* _Your assignment_:
The records below need to be restated word for word.

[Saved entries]
---

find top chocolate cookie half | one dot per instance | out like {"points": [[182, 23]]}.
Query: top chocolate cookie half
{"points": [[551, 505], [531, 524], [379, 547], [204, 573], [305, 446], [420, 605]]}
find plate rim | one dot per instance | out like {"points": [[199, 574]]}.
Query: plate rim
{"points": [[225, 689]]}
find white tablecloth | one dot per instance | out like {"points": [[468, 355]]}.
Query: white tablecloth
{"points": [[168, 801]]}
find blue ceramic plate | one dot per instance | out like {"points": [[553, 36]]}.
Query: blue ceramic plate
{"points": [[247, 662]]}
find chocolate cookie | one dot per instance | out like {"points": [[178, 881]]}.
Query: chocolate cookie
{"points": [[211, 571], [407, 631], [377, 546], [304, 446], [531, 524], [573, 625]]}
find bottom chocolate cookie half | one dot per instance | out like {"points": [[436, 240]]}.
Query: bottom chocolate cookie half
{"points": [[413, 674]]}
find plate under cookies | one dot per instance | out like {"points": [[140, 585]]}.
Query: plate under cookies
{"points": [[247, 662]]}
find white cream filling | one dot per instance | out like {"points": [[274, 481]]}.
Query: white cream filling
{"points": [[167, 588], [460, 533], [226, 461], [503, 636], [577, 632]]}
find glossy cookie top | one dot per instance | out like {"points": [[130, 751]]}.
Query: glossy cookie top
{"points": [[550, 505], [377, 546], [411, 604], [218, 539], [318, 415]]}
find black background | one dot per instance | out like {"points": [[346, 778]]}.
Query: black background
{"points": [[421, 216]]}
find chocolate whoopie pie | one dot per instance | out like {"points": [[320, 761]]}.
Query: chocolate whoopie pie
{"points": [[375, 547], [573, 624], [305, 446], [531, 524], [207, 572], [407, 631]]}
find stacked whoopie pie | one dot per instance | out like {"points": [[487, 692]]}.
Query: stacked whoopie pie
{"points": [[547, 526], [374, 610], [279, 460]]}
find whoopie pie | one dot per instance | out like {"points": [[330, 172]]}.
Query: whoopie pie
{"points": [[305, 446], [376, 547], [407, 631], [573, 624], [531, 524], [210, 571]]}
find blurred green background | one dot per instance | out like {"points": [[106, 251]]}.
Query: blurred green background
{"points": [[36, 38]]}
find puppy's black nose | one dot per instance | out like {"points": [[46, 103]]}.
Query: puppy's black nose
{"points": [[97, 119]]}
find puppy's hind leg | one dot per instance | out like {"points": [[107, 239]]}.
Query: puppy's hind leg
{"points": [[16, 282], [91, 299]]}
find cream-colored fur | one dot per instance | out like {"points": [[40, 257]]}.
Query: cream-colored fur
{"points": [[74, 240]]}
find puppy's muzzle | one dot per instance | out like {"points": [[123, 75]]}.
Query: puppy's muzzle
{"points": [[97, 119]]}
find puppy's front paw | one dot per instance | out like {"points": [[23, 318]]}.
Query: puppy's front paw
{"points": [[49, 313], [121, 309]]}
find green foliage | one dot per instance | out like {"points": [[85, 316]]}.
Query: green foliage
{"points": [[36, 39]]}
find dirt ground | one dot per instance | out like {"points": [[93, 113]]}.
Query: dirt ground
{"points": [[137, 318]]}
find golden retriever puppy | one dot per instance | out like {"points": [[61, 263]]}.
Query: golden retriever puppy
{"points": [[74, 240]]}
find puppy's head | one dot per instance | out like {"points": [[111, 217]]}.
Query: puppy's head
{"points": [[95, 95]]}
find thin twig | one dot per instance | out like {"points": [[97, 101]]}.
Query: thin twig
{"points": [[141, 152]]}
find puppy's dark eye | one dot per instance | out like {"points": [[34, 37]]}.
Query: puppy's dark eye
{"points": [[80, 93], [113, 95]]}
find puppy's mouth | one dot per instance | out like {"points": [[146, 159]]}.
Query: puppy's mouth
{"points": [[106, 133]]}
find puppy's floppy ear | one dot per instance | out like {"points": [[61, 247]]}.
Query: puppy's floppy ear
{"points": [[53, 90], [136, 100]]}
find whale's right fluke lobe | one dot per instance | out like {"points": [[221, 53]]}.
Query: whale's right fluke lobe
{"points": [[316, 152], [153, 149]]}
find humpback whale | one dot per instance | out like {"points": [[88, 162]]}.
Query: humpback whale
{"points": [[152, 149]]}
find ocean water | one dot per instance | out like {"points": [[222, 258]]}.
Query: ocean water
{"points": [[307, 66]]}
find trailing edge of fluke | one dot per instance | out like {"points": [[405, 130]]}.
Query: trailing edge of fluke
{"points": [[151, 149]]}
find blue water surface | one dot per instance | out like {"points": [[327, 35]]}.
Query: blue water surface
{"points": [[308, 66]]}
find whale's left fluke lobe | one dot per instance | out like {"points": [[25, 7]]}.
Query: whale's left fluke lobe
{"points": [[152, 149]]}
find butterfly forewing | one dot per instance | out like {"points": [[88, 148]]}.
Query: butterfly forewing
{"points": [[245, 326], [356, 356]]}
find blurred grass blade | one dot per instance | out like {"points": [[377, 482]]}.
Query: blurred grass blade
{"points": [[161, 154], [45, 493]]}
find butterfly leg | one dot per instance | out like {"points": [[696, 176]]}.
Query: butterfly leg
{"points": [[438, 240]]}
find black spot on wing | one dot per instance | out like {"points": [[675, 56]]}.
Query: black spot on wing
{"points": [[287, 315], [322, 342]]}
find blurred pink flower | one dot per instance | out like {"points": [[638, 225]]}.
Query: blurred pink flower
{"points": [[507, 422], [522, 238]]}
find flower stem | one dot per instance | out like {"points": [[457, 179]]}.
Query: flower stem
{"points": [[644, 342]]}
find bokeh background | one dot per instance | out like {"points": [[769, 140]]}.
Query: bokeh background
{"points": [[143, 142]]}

---

* _Output_:
find top chocolate cookie half | one dot per instance | out like {"points": [[182, 23]]}.
Query: top chocolate cookie half
{"points": [[551, 505], [531, 524], [379, 547], [204, 573], [305, 446], [420, 605]]}
find plate rim | one dot per instance | out like {"points": [[199, 574]]}.
Query: plate rim
{"points": [[225, 689]]}
find white tablecloth | one dot per instance | out like {"points": [[468, 355]]}.
Query: white tablecloth
{"points": [[168, 801]]}
find blue ceramic plate | one dot per instance | out like {"points": [[553, 36]]}.
Query: blue ceramic plate
{"points": [[247, 662]]}
find chocolate cookie | one dot per instance | out like {"points": [[178, 881]]}.
Query: chocolate cookie
{"points": [[211, 571], [407, 631], [377, 546], [304, 446], [531, 524], [573, 625]]}
find bottom chocolate cookie half | one dot per instance | out like {"points": [[436, 240]]}.
Query: bottom chocolate cookie half
{"points": [[413, 674]]}
find plate under cookies | one dot per instance | out like {"points": [[140, 585]]}.
Query: plate under cookies
{"points": [[247, 662]]}
find white cream filling | one dot per instance | out like {"points": [[274, 481]]}.
Query: white cream filling
{"points": [[167, 588], [460, 533], [226, 461], [503, 636], [577, 632]]}
find glossy cookie top | one dot per instance | out like {"points": [[130, 751]]}.
Query: glossy cookie top
{"points": [[550, 505], [377, 546], [411, 604], [218, 539], [318, 415]]}
find black background | one dot per instance | out like {"points": [[346, 778]]}.
Query: black background
{"points": [[421, 216]]}
find chocolate whoopie pie | one dot per instance | out like {"points": [[320, 761]]}.
Query: chocolate whoopie pie
{"points": [[375, 547], [573, 624], [305, 446], [531, 524], [207, 572], [407, 631]]}
find stacked whoopie pie | one dot per instance | out like {"points": [[487, 692]]}.
Query: stacked whoopie pie
{"points": [[547, 526], [374, 610], [279, 460]]}
find whoopie pie | one dot per instance | out like {"points": [[330, 172]]}.
Query: whoopie pie
{"points": [[305, 446], [376, 547], [407, 631], [573, 624], [531, 524], [210, 571]]}
find blurred green background | one dot per instance | out like {"points": [[106, 251]]}.
Query: blurred green background
{"points": [[36, 38]]}
find puppy's black nose | one dot per instance | out like {"points": [[46, 103]]}.
Query: puppy's black nose
{"points": [[97, 119]]}
find puppy's hind leg | one dot per instance | out like {"points": [[107, 239]]}.
Query: puppy's hind leg
{"points": [[16, 282], [91, 299]]}
find cream-colored fur | one dot per instance | out like {"points": [[40, 257]]}.
Query: cream-colored fur
{"points": [[74, 240]]}
find puppy's muzzle | one dot per instance | out like {"points": [[123, 75]]}.
Query: puppy's muzzle
{"points": [[97, 119]]}
find puppy's front paw | one dot per instance | out like {"points": [[23, 318]]}.
Query: puppy's front paw
{"points": [[49, 313], [121, 309]]}
find green foliage | one dot per instance | out like {"points": [[85, 316]]}.
Query: green foliage
{"points": [[36, 39]]}
find dirt ground | one dot per instance | out like {"points": [[93, 113]]}.
Query: dirt ground
{"points": [[137, 318]]}
find golden retriever puppy | one dot per instance | out like {"points": [[61, 263]]}.
Query: golden retriever puppy
{"points": [[74, 240]]}
find puppy's head | one dot per instance | out like {"points": [[111, 217]]}.
Query: puppy's head
{"points": [[95, 95]]}
find thin twig | one dot per instance | out like {"points": [[97, 101]]}.
Query: thin twig
{"points": [[141, 152]]}
find puppy's dark eye | one dot per instance | out like {"points": [[34, 37]]}.
Query: puppy's dark eye
{"points": [[80, 93], [113, 95]]}
find puppy's mouth | one dot per instance | out like {"points": [[146, 159]]}.
Query: puppy's mouth
{"points": [[106, 133]]}
find puppy's floppy ear | one dot per instance | out like {"points": [[61, 247]]}.
Query: puppy's floppy ear
{"points": [[53, 90], [136, 100]]}
find whale's right fluke lobe | one dot per instance | out like {"points": [[221, 53]]}.
Query: whale's right fluke lobe
{"points": [[316, 152], [153, 149]]}
find humpback whale | one dot per instance | out like {"points": [[88, 162]]}.
Query: humpback whale
{"points": [[152, 149]]}
find ocean water | one dot per instance | out like {"points": [[222, 258]]}.
Query: ocean water
{"points": [[307, 66]]}
find trailing edge of fluke | one dot per instance | out like {"points": [[405, 130]]}.
Query: trailing edge of fluke
{"points": [[151, 149]]}
find blue water surface | one dot per instance | out like {"points": [[327, 35]]}.
Query: blue water surface
{"points": [[308, 66]]}
find whale's left fluke lobe | one dot per instance | out like {"points": [[25, 7]]}.
Query: whale's left fluke lobe
{"points": [[152, 149]]}
find butterfly forewing | one dot per instance | out like {"points": [[88, 148]]}.
Query: butterfly forewing
{"points": [[245, 326], [356, 356]]}
find blurred grass blade | one dot per instance | out like {"points": [[377, 482]]}.
Query: blurred grass blade
{"points": [[161, 154], [45, 493]]}
find butterfly leg | one dot per instance | out like {"points": [[696, 176]]}.
Query: butterfly leg
{"points": [[438, 240]]}
find black spot on wing | one dot per instance | out like {"points": [[675, 56]]}.
Query: black spot on wing
{"points": [[287, 315], [322, 342]]}
find blurred pink flower | one dot per instance | out like {"points": [[638, 225]]}.
Query: blurred pink flower
{"points": [[507, 422], [522, 238]]}
find flower stem | one dot per instance | out like {"points": [[457, 179]]}.
Query: flower stem
{"points": [[644, 342]]}
find bokeh background | one dot per instance | out like {"points": [[769, 140]]}.
Query: bokeh background
{"points": [[143, 142]]}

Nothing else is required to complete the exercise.